-- start SOURCE EXCERPT --

Back in May, someone sent me an Internet link. When I opened it, this headline was splashed across my screen: “Little Rock Voted #1 Most Dangerous Mid-Sized City in America.”
The list, compiled by Movoto Real Estate, was based on an analysis of FBI crime data from 2012. Cities were compared using crime rates per 100,000 residents.
Flint, Mich., was No. 2.
Jackson, Miss., was No. 3.
Here’s what was written about Little Rock: “While the capital of Arkansas has received its share of accolades in recent years, including a nod from Forbes in 2011 as the second cleanest city in the country, Little Rock’s crime rate was all we looked at for this ranking. Overall, it was bad enough to warrant the city’s naming as our most dangerous mid-sized city we studied. Little Rock ranked second overall in terms of total crime with 9,378 crimes per 100,000 in 2012. The chance of being a victim of one of those crimes stood at 1 in 21. The city’s rank for property crime was only slightly better at third with 8,062 per 100,000 (1 in 24 odds) during the same period.
“It was also ranked third for murder with 23 per 100,000 and odds of 1 in 8,524. For violent crime, Little Rock placed fifth overall. There were 1,316 violent crimes per 100,000 people there in 2012, which translated to a 1 in 149 chance of being the victim of one.”
Earlier this week, crime struck home.
My mother-in-law — who retired in Little Rock several years ago following a career with the Securities and Exchange Commission in Washington, D.C. — left her home on a sunny Monday to have lunch with a friend who was visiting from the nation’s capital. She lives at the end of a cul-de-sac in far west Little Rock.
When she returned, she found the front door kicked in. The house had been ransacked and thousands of dollars worth of items had been stolen.
I realize how easy it is for someone to say: “Oh, there goes another white guy from west Little Rock who doesn’t care about crime until it affects him.”
For several years, though, I’ve thought a lot about how crime — and the perception thereof — affects economic development in our state’s largest city.
Our mayor likes to talk about Little Rock being the “next great city.”
Greatness depends on who’s defining the word, but no one can doubt that Little Rock is at a crossroads. Future crime rates largely will determine whether the city is more Nashville or more Memphis, more Austin or more Jackson.
In September 2011, I did what many people in my age and income groups did in Little Rock — I went to the polls and voted for both a three-eighths of a cent sales tax increase for capital improvements in the city and a five-eighths of a cent sales tax increase for operations. There are a number of things in Little Rock that are being funded by that additional penny, but most of those in the majority voted for the increases primarily because they knew the dire straits that otherwise would be faced by the city’s policemen and firefighters. There were unfilled positions, worn-out vehicles, an antiquated communications system and a mold-filled police headquarters. We also looked forward to the hiring of additional code enforcement officers and hoped for some of the most rigid code enforcement in the country.

-- end SOURCE EXCERPT --

» **EXERCISE INSTRUCTIONS**: Can you write the next part of the column on crime in Little Rock above, continuing from its final sentence?

-- start SUPPLIED MATERIAL --

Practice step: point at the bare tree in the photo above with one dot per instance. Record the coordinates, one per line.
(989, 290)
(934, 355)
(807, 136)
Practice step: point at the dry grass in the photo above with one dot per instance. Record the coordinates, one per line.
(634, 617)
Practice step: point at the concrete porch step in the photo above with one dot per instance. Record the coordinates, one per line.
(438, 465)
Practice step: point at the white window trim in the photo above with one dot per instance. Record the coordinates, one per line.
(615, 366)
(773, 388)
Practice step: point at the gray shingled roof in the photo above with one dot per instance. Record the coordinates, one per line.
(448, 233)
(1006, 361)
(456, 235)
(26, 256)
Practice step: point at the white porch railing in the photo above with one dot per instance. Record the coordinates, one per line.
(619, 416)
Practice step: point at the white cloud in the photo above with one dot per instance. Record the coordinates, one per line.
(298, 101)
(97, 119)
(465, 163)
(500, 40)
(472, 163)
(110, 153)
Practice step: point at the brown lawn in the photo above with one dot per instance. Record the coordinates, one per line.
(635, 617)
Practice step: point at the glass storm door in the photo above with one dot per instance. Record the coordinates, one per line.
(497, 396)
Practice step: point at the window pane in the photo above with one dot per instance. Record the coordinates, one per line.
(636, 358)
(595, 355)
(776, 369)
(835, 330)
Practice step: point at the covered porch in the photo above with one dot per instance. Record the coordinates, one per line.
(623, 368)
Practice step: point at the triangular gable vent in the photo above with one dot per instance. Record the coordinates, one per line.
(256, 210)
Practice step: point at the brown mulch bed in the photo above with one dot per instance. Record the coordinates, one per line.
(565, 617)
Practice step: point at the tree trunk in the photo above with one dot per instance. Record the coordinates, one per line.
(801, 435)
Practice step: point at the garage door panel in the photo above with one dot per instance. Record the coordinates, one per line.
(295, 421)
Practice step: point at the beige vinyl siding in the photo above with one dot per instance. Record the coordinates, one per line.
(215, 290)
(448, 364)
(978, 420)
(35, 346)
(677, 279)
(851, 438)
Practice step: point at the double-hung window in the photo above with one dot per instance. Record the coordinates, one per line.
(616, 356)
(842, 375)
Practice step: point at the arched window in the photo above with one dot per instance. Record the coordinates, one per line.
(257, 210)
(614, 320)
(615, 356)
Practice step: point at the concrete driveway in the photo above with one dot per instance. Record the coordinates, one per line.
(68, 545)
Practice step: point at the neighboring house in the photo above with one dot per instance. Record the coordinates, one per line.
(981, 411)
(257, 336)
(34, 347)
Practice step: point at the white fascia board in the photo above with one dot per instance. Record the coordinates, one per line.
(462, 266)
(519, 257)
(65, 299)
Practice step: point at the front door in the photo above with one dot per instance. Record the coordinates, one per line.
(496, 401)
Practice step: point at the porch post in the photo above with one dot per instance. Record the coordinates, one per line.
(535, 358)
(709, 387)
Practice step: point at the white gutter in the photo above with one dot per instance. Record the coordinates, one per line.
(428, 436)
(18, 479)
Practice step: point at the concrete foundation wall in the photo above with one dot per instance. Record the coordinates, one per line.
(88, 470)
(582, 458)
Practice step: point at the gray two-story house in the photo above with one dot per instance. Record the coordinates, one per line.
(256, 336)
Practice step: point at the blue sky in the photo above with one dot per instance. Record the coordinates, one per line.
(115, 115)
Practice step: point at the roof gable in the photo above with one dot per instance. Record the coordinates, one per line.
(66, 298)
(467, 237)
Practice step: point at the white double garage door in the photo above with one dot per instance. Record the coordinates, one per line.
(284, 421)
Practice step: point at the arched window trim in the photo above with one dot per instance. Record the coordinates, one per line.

-- end SUPPLIED MATERIAL --
-- start SUPPLIED MATERIAL --

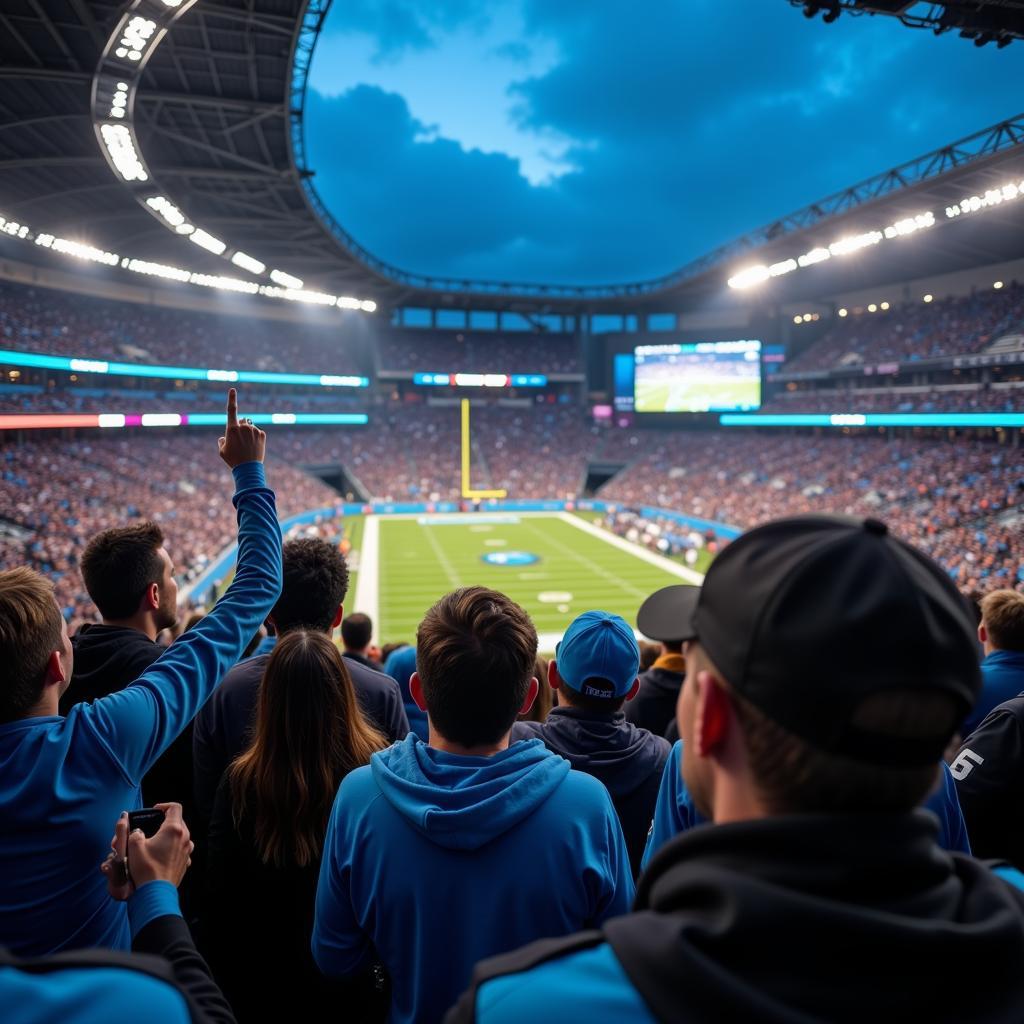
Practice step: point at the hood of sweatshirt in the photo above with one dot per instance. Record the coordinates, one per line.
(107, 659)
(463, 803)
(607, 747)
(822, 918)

-- end SUPPLIED MATERIAL --

» **ANSWER FOR THE TASK**:
About 54 percent of those who turned out in the 2011 special election voted for the increases, which at the time were expected to raise $31.6 million a year for operations and an additional $196 million during the next decade for capital improvements. It was the city’s sixth attempt since 1981 to get a sales tax increase approved. Only two of the previous attempts had been successful, the most recent being in 1994.
You might remember 1994.
The gang situation had reached its zenith. I remember thinking that Little Rock had hit its low point on the Friday night when Chef Andre was shot in front of a full house at his crowded restaurant in the converted Hillcrest home that now houses Ciao Baci.
The year 1994 was when the HBO documentary “Gang War: Bangin’ in Little Rock” ran over and over. HBO viewers around the world perceived of Little Rock as a sort of Detroit of the South.
Worried Little Rock citizens went to the polls in 1994 and increased the sales tax by half a penny, knowing that much of the money would be used to beef up the police force.
By September 2011, Little Rock seemingly had reached yet another turning point, and taxpayers approved another sales tax increase.
Three years have passed since that vote, yet the perception of Little Rock as a highly dangerous place lingers.
During the years I worked in politics, the commonly used phrase was “perception is reality.”
Little Rock city officials will tell you that some of these rankings are based on faulty criteria. But the national perception of Little Rock is that of a city with a crime problem. It’s a huge issue, of course, for the unfortunate people who live in the low-income neighborhoods with the highest crime rates. Yet it also becomes an economic development issue, and that’s a problem for everyone.
You don’t think perception is important?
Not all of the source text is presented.